START
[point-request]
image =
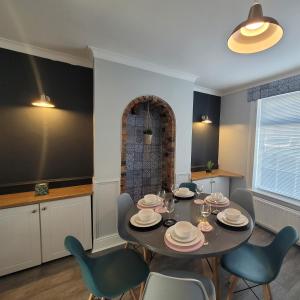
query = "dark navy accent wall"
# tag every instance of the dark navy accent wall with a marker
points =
(38, 144)
(205, 138)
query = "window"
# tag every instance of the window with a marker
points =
(277, 154)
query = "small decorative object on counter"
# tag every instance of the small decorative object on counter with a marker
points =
(41, 188)
(148, 136)
(209, 166)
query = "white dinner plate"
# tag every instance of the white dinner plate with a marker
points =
(138, 220)
(199, 237)
(241, 220)
(211, 201)
(141, 202)
(187, 195)
(157, 219)
(222, 219)
(181, 240)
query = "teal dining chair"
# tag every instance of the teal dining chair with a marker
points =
(110, 275)
(190, 185)
(178, 285)
(258, 264)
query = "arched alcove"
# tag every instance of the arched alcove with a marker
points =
(147, 168)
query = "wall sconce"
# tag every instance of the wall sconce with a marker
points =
(43, 101)
(205, 119)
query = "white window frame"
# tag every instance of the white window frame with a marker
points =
(269, 195)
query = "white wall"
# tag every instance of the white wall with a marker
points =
(236, 142)
(115, 85)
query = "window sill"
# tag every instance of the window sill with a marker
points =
(284, 201)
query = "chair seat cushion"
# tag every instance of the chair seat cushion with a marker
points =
(119, 271)
(251, 263)
(207, 283)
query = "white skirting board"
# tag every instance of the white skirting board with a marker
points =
(107, 242)
(274, 216)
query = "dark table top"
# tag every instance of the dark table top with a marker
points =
(220, 240)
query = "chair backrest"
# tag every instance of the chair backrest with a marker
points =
(124, 203)
(159, 286)
(283, 241)
(244, 198)
(190, 185)
(84, 261)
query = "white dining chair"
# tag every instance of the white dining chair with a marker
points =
(178, 285)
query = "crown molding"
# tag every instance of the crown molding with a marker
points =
(201, 89)
(141, 64)
(45, 53)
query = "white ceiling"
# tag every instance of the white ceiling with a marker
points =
(185, 35)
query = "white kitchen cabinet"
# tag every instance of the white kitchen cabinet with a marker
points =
(215, 184)
(62, 218)
(20, 238)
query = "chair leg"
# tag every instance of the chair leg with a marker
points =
(132, 294)
(267, 292)
(216, 276)
(145, 256)
(233, 281)
(141, 290)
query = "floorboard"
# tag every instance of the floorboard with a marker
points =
(61, 279)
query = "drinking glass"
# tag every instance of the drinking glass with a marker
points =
(161, 194)
(169, 205)
(174, 188)
(205, 212)
(199, 191)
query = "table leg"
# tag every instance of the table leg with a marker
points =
(216, 276)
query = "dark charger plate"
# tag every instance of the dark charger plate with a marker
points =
(149, 228)
(242, 228)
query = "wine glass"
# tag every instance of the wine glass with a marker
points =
(205, 211)
(199, 191)
(174, 188)
(169, 205)
(161, 194)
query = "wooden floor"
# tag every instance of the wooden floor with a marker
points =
(61, 279)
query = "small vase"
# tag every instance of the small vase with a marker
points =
(147, 139)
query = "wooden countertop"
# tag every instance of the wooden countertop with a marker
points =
(215, 173)
(27, 198)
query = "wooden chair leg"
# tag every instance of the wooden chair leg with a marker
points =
(267, 292)
(145, 256)
(270, 293)
(141, 290)
(216, 276)
(132, 294)
(233, 281)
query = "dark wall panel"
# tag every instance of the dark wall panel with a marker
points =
(205, 140)
(39, 143)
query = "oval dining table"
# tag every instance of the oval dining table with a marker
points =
(220, 240)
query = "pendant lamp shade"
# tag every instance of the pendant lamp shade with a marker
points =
(43, 101)
(256, 34)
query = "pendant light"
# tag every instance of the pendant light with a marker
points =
(205, 119)
(256, 34)
(43, 101)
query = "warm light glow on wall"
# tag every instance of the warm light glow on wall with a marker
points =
(44, 101)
END
PROBLEM STATEMENT>
Restate the whole listing above exactly, except for its images.

SOLUTION FOR THIS TASK>
[point-request]
image =
query = "dark navy accent wall"
# tag every instance of the dark navy accent wall with a marker
points =
(38, 144)
(205, 138)
query = "window"
# tag every instance of the window with a marker
points =
(277, 154)
query = "small decorative object on counter"
# tag every instance of the small decorative object on counter with a marker
points =
(41, 188)
(148, 136)
(209, 166)
query = "white dinner plate"
# tag every instance of the white dinner plate with a marker
points =
(138, 220)
(199, 237)
(241, 220)
(211, 201)
(141, 202)
(187, 195)
(157, 219)
(222, 219)
(181, 240)
query = "teal dining chair"
# tag every instance of the teal dining chair with a marker
points =
(110, 275)
(190, 185)
(178, 285)
(258, 264)
query = "arched alcove"
# tag every instance of the arched alcove with a marker
points =
(147, 168)
query = "wall sconce"
# tag every instance of the wall sconce with a marker
points =
(43, 101)
(205, 119)
query = "white window frame"
# tag every instance of the white window frame with a marker
points =
(269, 195)
query = "white wall"
# tag every instance of the white wall with a marker
points =
(236, 142)
(115, 85)
query = "window sill"
# tag every instance of the window sill with a marker
points =
(284, 201)
query = "chair seat cushion"
# tag every instance of the chair seat cushion with a marker
points =
(119, 271)
(251, 263)
(207, 283)
query = "white skirting board"
# tag every instance of the white skirting board with a marker
points =
(107, 242)
(274, 216)
query = "dark table top"
# tag every instance of the dark table top with a marker
points =
(220, 240)
query = "chair backrest"
# tag every instance of the chair backrest with a marker
points =
(124, 203)
(159, 286)
(283, 241)
(244, 198)
(190, 185)
(84, 261)
query = "white dining chair"
# tag every instance of the white dining chair with a marker
points =
(178, 285)
query = "crown molding"
# tag every instance of the crown molding with a marker
points =
(201, 89)
(141, 64)
(45, 53)
query = "white ceiling"
# tag every instance of the white ceiling with a marker
points =
(185, 35)
query = "white kitchen cabinet"
# tag every instance of the white kitchen cabinet with a marker
points =
(215, 184)
(62, 218)
(20, 238)
query = "chair leg"
# tag every instance of the chair leg with a marker
points =
(132, 294)
(267, 292)
(216, 276)
(145, 256)
(233, 281)
(141, 290)
query = "floorboard"
# tag every instance of the floorboard with a marker
points =
(61, 279)
query = "drinking glass"
# tag every instance of the drinking glass with a marker
points =
(161, 194)
(169, 205)
(174, 188)
(205, 212)
(199, 191)
query = "table leg"
# tag every instance of the table leg with a marker
points =
(216, 276)
query = "dark charger plate"
# tag every instance of the dark charger plate with a marker
points =
(149, 228)
(242, 228)
query = "wine glass"
# tag every instance of the wine glass with a marker
points =
(205, 211)
(199, 191)
(174, 188)
(169, 205)
(161, 194)
query = "wooden floor"
# tag every instance of the wooden floor with a marker
points =
(61, 279)
query = "small vase"
# tag every instance of the small vase with a marker
points =
(147, 139)
query = "wooden countertop"
# tag every instance of the wooden countertop with a marker
points =
(215, 173)
(27, 198)
query = "wooden chair leg"
# tag every instance of the wooden chair leg with a marker
points =
(267, 292)
(145, 256)
(270, 293)
(141, 290)
(216, 276)
(132, 294)
(233, 281)
query = "dark wall panel"
# tag every instance of the dark wall panel with a marker
points =
(205, 140)
(39, 143)
query = "oval dining table"
# tag every instance of the oval dining table with a marker
points =
(220, 240)
query = "pendant lamp shade"
# tag every instance of the pendant lamp shade with a marker
points =
(43, 101)
(256, 34)
query = "pendant light"
# tag every instance of the pendant light with a marker
points =
(205, 119)
(256, 34)
(43, 101)
query = "warm light glow on wall"
# tag every instance of the warm light glow on wall with a marker
points =
(44, 101)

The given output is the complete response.